◆ EXERCISE GOAL
Extract each line below that contains the word "body" and copy it in full. The match is case-sensitive.

◆ RECORDS SHOWN
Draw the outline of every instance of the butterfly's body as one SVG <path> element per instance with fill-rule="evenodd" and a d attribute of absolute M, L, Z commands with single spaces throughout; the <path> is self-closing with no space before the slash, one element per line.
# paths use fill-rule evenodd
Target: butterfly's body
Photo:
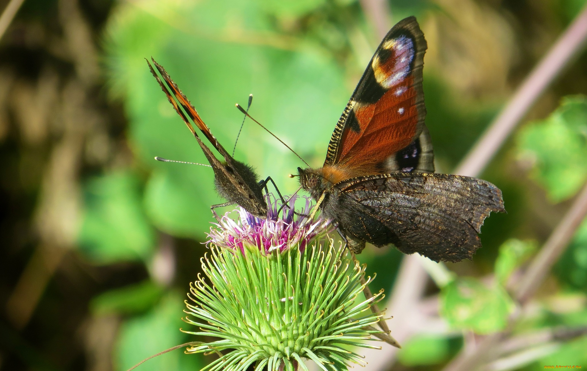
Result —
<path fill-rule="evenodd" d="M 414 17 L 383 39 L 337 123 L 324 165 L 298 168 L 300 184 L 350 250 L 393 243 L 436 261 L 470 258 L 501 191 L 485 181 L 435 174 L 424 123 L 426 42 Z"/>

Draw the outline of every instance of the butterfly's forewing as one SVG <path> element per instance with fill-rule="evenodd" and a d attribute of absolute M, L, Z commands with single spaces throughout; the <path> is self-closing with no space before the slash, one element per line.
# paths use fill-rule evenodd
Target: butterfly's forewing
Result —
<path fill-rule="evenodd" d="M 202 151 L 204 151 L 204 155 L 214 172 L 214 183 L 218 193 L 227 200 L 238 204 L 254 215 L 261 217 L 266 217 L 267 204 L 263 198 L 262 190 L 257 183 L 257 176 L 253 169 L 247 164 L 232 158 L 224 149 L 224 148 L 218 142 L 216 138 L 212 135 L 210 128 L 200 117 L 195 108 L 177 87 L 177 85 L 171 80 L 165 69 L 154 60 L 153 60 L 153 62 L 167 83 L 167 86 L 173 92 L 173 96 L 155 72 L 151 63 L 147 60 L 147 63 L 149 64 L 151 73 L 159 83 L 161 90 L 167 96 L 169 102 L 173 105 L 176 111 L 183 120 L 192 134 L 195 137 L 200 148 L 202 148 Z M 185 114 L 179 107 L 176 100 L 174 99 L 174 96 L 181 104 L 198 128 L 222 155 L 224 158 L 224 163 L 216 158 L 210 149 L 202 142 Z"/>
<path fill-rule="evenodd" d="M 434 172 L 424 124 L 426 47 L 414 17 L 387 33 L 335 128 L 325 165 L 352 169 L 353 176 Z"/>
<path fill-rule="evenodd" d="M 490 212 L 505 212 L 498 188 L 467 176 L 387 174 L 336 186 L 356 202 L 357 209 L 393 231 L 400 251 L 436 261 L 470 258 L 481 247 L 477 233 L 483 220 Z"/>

---

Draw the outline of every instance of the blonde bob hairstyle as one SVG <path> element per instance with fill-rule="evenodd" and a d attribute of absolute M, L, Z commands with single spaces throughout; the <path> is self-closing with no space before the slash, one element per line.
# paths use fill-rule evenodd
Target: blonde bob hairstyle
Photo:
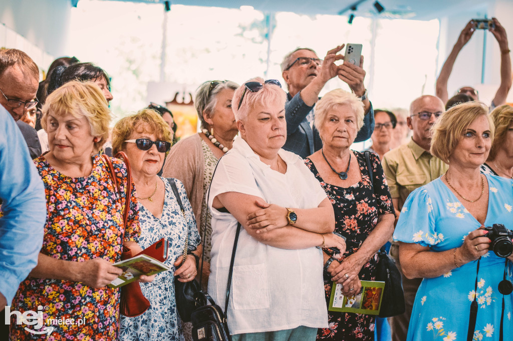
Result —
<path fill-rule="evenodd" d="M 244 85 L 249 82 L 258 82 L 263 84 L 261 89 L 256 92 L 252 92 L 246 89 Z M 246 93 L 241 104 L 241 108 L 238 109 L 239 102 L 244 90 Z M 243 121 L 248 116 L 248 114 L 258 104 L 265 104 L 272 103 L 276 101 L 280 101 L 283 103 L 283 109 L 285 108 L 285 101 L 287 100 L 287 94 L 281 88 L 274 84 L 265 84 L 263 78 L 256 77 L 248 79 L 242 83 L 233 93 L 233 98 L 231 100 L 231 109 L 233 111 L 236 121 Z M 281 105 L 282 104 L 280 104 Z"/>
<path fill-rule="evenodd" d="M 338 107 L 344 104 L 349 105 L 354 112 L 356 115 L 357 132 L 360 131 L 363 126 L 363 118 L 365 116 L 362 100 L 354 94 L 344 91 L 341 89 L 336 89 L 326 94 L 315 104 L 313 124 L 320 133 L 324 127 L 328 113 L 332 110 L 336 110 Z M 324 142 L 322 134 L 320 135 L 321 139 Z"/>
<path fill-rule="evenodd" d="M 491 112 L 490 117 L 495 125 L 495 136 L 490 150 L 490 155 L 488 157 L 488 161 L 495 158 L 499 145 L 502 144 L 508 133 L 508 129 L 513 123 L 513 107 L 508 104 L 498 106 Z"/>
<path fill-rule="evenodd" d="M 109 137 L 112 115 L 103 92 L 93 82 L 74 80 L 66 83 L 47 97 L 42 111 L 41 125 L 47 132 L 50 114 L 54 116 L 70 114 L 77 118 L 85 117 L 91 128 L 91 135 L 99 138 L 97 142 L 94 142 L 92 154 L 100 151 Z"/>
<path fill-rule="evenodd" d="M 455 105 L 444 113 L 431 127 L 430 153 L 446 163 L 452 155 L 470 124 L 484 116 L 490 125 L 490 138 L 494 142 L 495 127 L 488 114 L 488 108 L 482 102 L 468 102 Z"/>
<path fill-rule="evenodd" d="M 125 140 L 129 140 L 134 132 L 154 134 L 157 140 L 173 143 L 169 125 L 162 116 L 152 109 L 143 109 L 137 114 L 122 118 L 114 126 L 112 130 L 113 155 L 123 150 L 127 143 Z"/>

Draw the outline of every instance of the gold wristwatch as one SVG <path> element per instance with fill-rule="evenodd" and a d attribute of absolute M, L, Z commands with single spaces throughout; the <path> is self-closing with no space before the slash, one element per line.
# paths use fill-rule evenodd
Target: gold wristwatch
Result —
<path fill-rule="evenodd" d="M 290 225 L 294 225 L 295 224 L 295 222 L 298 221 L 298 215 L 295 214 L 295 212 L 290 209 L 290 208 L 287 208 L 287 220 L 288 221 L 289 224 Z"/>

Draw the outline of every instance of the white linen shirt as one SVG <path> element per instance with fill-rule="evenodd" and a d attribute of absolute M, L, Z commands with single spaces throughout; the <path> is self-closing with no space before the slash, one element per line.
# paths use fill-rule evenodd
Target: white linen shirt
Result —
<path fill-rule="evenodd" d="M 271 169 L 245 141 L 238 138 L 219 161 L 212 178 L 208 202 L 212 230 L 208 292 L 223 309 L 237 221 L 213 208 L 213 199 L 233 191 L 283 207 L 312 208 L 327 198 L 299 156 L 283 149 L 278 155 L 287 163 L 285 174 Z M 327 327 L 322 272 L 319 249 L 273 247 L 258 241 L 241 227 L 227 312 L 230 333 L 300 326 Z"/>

◆ TASK ANSWER
Draw the outline of every instance of the butterfly's body as one SVG <path> element per instance with fill-rule="evenodd" and a d attribute of absolute M, L, Z commands with single spaces throughout; the <path> is self-closing with no space before the slash, one element per line.
Target: butterfly's body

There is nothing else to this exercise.